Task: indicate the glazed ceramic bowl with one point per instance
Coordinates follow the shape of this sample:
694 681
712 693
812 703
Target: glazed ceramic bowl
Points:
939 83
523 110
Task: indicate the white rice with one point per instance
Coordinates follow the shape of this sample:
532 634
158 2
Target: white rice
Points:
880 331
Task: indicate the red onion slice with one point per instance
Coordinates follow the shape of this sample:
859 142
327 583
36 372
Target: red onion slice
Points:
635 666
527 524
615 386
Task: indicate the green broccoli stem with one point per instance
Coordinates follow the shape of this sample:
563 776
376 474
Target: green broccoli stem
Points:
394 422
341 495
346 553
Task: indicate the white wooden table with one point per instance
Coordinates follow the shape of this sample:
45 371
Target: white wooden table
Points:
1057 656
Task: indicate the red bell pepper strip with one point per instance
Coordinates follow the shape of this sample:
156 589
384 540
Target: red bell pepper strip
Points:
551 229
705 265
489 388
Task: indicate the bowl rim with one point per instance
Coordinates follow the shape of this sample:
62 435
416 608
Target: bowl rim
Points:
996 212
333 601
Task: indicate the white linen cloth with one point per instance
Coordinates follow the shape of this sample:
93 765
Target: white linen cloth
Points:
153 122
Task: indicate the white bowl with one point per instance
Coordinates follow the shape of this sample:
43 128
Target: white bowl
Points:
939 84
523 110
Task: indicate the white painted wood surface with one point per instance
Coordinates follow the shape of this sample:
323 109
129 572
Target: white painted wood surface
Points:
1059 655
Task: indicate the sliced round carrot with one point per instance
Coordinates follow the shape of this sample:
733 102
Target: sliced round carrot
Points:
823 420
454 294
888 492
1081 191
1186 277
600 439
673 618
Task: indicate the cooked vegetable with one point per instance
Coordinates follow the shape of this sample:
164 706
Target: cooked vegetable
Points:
· · · ·
「Task: indicate the cooked」を含む行から始めて最後の行で終わる部分を、両端の行も含めて一字も変えずに書き写すこと。

▶ [結果]
Task: indicate the cooked vegetable with one point per instance
Coordinates follow the shape of this sample:
164 706
Target: cooked vegetable
Points:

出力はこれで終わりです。